Brief: How many lines in the items below contain the word "wheel"? Reply with the number only.

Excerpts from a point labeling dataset
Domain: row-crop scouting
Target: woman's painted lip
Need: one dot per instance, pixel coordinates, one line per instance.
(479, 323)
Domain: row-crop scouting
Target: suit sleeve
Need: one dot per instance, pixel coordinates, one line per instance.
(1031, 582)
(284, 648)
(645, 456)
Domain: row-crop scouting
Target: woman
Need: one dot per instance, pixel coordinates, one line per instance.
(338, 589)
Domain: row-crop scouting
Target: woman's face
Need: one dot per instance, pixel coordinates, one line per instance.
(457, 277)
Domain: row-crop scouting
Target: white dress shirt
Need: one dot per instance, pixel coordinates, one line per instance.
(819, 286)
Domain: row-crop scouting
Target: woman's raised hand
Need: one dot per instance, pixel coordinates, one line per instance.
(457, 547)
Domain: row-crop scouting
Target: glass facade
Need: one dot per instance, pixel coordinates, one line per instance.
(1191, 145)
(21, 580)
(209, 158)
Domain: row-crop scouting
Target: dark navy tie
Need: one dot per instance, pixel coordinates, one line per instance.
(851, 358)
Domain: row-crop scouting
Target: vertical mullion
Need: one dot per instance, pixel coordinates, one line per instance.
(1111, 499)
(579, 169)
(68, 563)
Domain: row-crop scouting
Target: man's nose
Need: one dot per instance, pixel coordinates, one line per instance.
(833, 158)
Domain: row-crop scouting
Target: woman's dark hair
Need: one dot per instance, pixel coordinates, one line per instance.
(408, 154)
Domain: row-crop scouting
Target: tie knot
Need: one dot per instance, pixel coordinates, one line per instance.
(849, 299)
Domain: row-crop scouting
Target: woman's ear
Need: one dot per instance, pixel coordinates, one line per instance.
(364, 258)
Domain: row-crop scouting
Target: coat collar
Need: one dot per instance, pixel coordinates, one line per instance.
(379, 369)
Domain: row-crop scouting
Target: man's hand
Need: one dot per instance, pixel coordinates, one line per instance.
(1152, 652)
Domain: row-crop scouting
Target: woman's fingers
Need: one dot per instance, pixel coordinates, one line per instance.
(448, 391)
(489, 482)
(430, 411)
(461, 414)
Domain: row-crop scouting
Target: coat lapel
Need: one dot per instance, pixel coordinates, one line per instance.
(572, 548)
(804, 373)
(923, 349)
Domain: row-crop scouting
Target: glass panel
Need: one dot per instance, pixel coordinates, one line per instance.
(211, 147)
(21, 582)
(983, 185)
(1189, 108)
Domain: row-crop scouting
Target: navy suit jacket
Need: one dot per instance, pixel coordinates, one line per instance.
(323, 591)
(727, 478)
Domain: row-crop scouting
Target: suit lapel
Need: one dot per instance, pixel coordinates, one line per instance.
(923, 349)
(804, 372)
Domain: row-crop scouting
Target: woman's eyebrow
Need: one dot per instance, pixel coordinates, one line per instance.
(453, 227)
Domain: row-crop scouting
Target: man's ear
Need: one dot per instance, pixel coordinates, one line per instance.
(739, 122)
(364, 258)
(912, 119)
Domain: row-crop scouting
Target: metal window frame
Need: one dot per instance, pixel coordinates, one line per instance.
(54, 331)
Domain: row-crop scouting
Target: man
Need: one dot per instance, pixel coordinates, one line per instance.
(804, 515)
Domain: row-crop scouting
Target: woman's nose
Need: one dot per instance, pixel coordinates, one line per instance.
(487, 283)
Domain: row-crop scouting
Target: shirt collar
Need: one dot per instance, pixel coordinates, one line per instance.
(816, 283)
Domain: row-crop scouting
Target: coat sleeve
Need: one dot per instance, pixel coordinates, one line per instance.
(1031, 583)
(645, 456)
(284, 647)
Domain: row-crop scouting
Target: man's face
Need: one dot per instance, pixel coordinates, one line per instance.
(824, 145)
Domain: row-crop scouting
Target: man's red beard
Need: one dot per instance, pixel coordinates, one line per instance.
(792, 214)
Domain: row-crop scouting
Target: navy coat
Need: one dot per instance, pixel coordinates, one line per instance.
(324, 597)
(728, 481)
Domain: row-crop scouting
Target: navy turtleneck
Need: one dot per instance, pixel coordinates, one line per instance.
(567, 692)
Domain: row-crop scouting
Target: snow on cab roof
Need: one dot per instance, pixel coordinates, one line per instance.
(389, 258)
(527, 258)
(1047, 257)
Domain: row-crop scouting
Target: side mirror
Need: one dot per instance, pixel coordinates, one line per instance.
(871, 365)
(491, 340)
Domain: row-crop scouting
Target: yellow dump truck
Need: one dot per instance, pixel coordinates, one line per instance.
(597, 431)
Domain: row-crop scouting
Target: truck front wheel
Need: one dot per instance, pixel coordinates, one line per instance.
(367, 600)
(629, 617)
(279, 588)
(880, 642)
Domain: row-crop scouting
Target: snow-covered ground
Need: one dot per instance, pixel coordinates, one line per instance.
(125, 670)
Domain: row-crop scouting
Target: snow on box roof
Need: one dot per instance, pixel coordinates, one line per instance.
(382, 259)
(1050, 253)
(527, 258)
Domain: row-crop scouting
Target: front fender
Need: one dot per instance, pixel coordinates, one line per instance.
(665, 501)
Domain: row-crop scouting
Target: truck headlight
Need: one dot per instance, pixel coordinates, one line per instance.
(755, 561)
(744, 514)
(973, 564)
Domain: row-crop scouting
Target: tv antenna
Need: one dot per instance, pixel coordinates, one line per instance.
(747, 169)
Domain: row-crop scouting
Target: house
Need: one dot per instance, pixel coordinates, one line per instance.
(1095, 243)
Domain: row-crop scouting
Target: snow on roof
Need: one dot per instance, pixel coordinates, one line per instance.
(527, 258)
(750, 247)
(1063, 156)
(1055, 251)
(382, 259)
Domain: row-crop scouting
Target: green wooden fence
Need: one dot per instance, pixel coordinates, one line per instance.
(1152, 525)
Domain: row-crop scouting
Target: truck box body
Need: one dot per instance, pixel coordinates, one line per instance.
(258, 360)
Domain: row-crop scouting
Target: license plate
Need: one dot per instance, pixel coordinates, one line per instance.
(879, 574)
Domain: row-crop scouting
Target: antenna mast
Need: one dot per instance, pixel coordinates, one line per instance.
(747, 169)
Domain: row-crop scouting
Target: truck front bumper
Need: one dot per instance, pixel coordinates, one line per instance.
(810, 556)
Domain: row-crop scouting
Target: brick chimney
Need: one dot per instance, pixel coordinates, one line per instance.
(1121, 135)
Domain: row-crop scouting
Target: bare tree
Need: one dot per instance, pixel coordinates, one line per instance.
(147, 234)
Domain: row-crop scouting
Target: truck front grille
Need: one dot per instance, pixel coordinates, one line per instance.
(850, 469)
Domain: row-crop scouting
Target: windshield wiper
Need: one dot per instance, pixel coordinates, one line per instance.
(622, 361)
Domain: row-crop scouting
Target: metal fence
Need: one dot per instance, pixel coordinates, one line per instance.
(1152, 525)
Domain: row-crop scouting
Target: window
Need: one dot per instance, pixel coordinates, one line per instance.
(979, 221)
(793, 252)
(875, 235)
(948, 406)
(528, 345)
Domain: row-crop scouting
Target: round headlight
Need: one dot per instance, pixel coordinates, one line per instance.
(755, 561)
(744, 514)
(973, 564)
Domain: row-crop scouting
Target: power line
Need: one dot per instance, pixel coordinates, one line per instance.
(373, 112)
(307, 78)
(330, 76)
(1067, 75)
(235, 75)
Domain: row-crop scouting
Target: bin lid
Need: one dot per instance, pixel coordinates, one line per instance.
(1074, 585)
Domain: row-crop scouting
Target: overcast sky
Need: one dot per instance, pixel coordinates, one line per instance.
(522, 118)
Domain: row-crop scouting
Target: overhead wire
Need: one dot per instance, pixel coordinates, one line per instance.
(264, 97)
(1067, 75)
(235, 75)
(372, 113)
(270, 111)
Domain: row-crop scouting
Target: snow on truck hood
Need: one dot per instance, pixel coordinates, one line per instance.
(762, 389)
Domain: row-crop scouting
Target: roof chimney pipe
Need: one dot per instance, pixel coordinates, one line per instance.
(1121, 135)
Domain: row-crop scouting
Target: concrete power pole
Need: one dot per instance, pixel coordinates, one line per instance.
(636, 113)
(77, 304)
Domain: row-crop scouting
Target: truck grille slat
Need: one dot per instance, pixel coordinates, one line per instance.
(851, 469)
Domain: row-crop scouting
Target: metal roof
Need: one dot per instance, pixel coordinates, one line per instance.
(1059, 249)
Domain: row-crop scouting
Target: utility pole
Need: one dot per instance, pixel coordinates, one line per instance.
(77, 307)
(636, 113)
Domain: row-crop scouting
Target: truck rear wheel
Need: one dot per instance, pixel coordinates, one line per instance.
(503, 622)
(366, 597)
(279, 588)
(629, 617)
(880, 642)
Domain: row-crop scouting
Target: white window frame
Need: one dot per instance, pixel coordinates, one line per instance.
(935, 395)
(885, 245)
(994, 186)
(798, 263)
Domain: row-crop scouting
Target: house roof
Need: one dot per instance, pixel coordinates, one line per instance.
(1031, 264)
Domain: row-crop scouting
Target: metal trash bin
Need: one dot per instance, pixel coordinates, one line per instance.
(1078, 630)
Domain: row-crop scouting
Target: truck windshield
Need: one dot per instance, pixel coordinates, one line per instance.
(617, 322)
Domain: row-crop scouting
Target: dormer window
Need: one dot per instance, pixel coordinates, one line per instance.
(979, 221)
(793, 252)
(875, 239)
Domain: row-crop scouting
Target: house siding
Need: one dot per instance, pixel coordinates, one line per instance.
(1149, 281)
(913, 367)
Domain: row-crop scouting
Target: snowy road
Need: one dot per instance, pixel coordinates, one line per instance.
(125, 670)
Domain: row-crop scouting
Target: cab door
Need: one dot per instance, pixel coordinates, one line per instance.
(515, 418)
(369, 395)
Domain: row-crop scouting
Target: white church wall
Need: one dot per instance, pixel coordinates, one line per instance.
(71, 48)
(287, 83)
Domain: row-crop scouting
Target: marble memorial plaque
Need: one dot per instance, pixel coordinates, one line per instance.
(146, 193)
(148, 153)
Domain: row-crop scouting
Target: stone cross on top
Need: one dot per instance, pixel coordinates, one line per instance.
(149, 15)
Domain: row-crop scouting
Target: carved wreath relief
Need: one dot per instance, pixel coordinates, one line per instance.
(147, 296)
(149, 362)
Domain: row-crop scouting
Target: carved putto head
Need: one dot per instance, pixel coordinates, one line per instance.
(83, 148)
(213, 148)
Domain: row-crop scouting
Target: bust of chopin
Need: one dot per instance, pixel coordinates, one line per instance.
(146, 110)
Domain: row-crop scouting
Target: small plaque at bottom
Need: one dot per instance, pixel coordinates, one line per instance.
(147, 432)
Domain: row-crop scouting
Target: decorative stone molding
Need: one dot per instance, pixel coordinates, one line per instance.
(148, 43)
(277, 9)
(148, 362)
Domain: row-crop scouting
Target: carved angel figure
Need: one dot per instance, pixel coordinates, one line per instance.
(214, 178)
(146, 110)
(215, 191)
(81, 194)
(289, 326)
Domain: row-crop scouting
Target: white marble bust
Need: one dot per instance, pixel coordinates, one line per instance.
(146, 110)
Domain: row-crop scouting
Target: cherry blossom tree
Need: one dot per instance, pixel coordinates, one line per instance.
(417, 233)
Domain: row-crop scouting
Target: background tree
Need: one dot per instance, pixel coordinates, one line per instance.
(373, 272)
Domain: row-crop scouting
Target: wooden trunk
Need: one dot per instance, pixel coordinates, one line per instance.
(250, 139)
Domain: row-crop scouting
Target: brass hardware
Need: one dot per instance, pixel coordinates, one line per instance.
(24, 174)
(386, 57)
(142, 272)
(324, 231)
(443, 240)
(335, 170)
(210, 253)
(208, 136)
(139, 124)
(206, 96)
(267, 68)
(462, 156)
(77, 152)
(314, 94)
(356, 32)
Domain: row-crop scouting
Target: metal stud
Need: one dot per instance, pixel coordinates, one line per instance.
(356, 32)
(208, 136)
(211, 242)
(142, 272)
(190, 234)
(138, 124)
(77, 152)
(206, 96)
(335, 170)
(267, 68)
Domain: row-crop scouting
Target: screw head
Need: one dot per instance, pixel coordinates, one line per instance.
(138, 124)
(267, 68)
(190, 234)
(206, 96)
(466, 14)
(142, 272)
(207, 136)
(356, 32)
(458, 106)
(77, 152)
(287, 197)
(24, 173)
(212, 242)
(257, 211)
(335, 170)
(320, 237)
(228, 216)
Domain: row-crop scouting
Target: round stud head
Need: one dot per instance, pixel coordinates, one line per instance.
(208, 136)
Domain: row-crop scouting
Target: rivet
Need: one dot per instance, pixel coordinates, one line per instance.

Task answer: 2